Abstract
Abstract. Identifying fast and robust numerical solvers is a critical issue that needs to be addressed in order to improve projections of polar ice sheets evolving in a changing climate. This work evaluates the impact of using advanced numerical solvers for transient ice-flow simulations conducted with the JPL–UCI Ice Sheet System Model (ISSM). We identify optimal numerical solvers by testing a broad suite of readily available solvers, ranging from direct sparse solvers to preconditioned iterative methods, on the commonly used Ice Sheet Model Intercomparison Project for Higher-Order ice sheet Models benchmark tests. Three types of analyses are considered: mass transport, horizontal stress balance, and incompressibility. The results of the fastest solvers for each analysis type are ranked based on their scalability across mesh size and basal boundary conditions. We find that the fastest iterative solvers are ∼ 1.5–100 times faster than the default direct solver used in ISSM, with speed-ups improving rapidly with increased mesh resolution. We provide a set of recommendations for users in search of efficient solvers to use for transient ice-flow simulations, enabling higher-resolution meshes and faster turnaround time. The end result will be improved transient simulations for short-term, highly resolved forward projections (10–100 year time scale) and also improved long-term paleo-reconstructions using higher-order representations of stresses in the ice. This analysis will also enable a new generation of comprehensive uncertainty quantification assessments of forward sea-level rise projections, which rely heavily on ensemble or sampling approaches that are inherently expensive.

Brief 1: Copy the saved data entries below, starting at their first line and stopping after the line that contains "[280,145,329,194]", with nothing beyond it. Keep every line the same except that each bounding-box coordinate in the answers is raised by 100.

(Saved data entries)
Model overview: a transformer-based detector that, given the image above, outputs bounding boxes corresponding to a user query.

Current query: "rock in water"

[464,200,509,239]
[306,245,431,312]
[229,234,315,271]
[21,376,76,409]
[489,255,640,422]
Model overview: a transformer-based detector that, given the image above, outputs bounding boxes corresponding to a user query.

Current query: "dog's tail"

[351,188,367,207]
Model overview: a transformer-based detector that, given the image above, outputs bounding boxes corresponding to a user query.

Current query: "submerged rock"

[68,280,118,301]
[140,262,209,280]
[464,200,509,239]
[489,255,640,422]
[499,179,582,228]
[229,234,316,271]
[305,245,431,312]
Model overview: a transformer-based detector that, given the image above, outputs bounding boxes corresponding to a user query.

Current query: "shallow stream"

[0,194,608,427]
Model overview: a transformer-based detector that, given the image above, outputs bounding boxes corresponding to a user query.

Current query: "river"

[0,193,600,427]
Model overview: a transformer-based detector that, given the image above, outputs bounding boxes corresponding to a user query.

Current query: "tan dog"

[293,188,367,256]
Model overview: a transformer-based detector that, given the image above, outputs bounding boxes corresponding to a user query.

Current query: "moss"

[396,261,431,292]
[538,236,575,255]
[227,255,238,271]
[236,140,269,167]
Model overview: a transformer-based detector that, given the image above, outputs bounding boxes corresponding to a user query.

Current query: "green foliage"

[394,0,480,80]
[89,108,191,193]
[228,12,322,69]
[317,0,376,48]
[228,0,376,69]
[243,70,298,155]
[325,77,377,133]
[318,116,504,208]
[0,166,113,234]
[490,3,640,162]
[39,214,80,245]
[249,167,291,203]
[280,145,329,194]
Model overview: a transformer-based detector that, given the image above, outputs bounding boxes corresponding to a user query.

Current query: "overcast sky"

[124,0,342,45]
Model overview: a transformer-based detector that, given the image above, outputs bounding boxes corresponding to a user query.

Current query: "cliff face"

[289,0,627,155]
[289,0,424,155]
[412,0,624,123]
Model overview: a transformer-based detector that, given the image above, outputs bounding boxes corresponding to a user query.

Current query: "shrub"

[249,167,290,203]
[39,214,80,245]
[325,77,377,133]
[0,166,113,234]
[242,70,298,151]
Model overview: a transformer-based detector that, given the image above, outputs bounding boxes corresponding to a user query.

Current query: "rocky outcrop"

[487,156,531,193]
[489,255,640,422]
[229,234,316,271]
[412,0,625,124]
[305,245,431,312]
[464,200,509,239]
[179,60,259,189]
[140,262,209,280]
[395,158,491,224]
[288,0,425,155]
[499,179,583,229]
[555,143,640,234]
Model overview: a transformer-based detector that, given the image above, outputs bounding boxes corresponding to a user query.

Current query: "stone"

Brief 2: According to the abstract, how much faster are the fastest iterative solvers than the default direct solver used in ISSM?

Complete output 1:
Model overview: a transformer-based detector that, given the image above, outputs bounding boxes corresponding to a user query.

Current query: "rock in water"

[564,300,609,339]
[406,345,531,412]
[329,334,415,371]
[121,476,176,509]
[589,355,740,522]
Model overview: a transformer-based detector that, given the image above, outputs bounding boxes corresponding to a user query.

Current query: "dog's tail"

[451,288,467,307]
Model overview: a transformer-based detector that, given the image above, outputs bounding boxes corresponding to a user query.

Current query: "submerged rock"

[168,380,218,401]
[240,362,309,380]
[564,300,609,339]
[589,355,740,522]
[599,279,682,328]
[329,334,416,371]
[405,345,531,412]
Model overview: a transformer-based detector that, given the image above, outputs bounding boxes corresponding to a user query.

Current query: "shallow stream"

[100,294,708,527]
Model overview: a transformer-based detector that, given the image above, outputs bounding boxes corresponding to a user query.

Current query: "river"

[100,293,700,527]
Model overview: a transformer-based detector that, given the image above, outputs bounding boxes corresponding to a user query.

Current query: "tan dog"

[393,288,467,356]
Model overview: a transformer-based detector that, given the image above, outputs bounding boxes corresponding to a user query.

Current query: "moss"

[496,361,531,392]
[638,336,675,355]
[327,355,338,371]
[336,240,369,267]
Model overview: a transformer-based detector that, given the image above, outputs bounding boxes corresponding to a user query.

Current query: "green foliage"

[494,100,580,180]
[189,208,291,293]
[328,112,422,169]
[417,100,476,148]
[328,100,476,169]
[343,170,398,255]
[425,177,477,233]
[418,216,604,308]
[100,266,213,334]
[590,103,740,262]
[139,314,180,345]
[349,267,391,303]
[380,245,429,294]

Complete output 2: About 1.5 to 100 times faster.